*Problem requirements*
Using the entries below, output exactly the line containing "Thank you for this photo. Would you kindly tag the short" and all lines that follow it to the end.

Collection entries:
>>>>

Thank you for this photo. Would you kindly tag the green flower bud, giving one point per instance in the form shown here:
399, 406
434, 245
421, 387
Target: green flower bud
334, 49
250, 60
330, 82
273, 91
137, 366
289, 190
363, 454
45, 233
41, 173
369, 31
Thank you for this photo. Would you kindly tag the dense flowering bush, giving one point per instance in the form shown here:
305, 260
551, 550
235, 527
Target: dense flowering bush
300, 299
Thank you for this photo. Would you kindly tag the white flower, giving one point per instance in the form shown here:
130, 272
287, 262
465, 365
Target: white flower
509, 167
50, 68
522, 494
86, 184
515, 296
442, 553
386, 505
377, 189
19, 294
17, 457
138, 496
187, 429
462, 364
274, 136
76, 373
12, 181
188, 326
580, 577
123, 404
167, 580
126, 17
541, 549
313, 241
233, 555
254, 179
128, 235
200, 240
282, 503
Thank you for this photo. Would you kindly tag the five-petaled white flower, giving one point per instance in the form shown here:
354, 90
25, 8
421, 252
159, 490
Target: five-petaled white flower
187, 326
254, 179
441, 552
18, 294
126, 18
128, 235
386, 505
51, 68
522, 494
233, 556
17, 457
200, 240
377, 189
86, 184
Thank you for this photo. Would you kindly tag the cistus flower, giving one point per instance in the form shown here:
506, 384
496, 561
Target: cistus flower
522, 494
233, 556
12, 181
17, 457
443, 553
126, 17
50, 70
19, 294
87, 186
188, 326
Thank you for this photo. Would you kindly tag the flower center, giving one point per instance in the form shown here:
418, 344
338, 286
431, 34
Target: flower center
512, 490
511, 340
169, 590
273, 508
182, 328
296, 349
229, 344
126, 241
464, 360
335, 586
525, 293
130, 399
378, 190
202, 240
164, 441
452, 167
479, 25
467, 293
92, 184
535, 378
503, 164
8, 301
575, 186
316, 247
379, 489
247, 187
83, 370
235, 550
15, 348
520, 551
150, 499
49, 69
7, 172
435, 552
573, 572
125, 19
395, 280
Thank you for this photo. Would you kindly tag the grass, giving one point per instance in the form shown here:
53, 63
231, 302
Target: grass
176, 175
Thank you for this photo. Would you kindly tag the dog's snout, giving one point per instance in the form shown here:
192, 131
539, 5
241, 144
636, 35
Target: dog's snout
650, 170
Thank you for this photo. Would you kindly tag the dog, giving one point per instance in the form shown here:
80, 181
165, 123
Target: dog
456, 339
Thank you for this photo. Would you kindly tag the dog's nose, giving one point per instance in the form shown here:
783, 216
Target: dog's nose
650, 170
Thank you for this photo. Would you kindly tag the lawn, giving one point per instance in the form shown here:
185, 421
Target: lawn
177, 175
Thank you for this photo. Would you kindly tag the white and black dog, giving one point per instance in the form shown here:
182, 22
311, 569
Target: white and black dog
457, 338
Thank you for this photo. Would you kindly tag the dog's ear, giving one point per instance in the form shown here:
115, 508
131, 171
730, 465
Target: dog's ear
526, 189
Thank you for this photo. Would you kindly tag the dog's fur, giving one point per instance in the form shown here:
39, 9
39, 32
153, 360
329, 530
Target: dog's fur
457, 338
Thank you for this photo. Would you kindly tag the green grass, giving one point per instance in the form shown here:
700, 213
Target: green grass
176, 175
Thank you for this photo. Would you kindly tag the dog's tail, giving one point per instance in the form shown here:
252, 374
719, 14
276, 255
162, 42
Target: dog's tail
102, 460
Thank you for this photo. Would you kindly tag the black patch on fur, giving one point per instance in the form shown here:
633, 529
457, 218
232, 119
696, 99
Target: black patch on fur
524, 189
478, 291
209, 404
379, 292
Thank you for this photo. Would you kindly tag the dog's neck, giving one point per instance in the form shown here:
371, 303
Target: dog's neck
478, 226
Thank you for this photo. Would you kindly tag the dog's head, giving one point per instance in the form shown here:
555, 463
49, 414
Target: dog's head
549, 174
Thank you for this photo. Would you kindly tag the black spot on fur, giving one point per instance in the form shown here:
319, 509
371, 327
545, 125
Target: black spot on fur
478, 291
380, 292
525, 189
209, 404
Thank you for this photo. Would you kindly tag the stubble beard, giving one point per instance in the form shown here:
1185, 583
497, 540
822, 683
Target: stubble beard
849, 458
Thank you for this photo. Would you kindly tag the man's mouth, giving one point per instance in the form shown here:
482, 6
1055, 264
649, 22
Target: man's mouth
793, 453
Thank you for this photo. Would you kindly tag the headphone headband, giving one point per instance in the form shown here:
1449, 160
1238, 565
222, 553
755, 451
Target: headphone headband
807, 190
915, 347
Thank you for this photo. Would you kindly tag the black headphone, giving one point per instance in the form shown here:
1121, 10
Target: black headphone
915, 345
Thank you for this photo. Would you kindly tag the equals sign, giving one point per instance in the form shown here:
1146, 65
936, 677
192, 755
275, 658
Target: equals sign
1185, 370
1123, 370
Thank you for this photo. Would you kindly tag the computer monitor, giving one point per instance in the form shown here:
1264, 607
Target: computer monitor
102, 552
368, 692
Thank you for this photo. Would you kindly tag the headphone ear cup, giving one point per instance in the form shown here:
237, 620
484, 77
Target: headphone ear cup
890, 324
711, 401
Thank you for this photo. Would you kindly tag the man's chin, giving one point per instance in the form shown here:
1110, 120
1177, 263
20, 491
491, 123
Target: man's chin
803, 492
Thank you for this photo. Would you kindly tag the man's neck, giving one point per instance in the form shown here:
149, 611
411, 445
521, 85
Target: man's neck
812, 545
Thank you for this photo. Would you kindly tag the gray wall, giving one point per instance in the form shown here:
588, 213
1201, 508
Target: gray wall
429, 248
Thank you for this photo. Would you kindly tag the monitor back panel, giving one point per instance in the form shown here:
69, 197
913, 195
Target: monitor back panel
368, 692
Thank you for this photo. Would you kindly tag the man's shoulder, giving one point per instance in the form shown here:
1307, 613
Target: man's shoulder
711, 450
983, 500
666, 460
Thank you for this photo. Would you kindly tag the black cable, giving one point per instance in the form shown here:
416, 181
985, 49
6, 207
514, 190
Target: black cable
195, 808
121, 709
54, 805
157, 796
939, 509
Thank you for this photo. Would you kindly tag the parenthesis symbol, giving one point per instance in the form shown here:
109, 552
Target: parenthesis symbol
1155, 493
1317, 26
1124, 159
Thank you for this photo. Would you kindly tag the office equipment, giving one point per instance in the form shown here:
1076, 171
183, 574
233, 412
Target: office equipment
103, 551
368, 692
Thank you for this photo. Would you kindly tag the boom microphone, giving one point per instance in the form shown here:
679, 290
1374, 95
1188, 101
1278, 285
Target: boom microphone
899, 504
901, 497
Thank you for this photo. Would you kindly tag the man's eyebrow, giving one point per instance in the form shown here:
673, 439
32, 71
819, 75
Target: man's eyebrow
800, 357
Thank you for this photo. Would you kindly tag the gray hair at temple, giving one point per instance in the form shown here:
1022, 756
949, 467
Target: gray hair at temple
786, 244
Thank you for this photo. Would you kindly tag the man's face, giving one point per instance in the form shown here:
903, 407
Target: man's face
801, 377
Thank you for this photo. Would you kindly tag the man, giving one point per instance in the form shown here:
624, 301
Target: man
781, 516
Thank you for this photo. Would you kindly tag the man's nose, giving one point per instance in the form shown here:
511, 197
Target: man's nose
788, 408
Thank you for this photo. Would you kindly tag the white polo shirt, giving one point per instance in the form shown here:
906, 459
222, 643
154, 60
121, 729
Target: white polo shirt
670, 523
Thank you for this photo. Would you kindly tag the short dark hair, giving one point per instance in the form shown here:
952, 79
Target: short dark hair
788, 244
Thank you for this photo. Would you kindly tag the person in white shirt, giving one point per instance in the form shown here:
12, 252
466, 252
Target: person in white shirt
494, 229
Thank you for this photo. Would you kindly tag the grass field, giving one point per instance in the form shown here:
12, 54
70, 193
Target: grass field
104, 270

<<<<

*Response for this exercise*
Thank you for this photo. Would you kindly tag the short dark hair, giving one point per instance in the form shown here:
952, 79
Target: short dark hair
788, 244
Thank you for this photo. Would you kindly tag the person in white shirt, giving one point per instance in the form shown here:
12, 252
466, 252
Target: person in white shirt
494, 229
Thank you for this photo. Would you kindly tag the grass field, giving one point per instance in the form shown here:
12, 54
70, 193
Target: grass field
104, 270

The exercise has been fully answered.